## Material for this exercise

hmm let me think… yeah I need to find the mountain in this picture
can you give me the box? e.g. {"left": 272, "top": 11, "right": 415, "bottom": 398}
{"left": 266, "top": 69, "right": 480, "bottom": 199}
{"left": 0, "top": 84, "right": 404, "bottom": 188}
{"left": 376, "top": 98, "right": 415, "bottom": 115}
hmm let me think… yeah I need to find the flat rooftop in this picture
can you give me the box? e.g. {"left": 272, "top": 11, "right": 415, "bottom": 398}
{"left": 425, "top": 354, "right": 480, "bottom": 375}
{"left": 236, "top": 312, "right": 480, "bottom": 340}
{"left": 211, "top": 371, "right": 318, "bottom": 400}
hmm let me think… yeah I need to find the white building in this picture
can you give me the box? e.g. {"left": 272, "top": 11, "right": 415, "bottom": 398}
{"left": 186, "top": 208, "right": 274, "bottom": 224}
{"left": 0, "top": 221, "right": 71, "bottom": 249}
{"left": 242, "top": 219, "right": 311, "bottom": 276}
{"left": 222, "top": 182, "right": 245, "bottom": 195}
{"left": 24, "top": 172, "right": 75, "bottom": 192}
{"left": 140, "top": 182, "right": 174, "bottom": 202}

## Exercise objective
In the reply, include exactly the lines from the beginning of the entries above through the line holding "hmm let me think… yeah I need to find the white", and nothing besides.

## Task solution
hmm let me think… yeah I need to find the mountain in this picture
can you give me the box? e.g. {"left": 272, "top": 11, "right": 415, "bottom": 398}
{"left": 266, "top": 69, "right": 480, "bottom": 199}
{"left": 0, "top": 84, "right": 404, "bottom": 188}
{"left": 376, "top": 98, "right": 415, "bottom": 115}
hmm let me think… yeah I need to find the flat rooftop in this picture
can you give me the box? e.g. {"left": 272, "top": 11, "right": 415, "bottom": 398}
{"left": 425, "top": 354, "right": 480, "bottom": 375}
{"left": 236, "top": 312, "right": 480, "bottom": 340}
{"left": 211, "top": 371, "right": 318, "bottom": 400}
hmm let me think… yeah I need to find the white building in this picture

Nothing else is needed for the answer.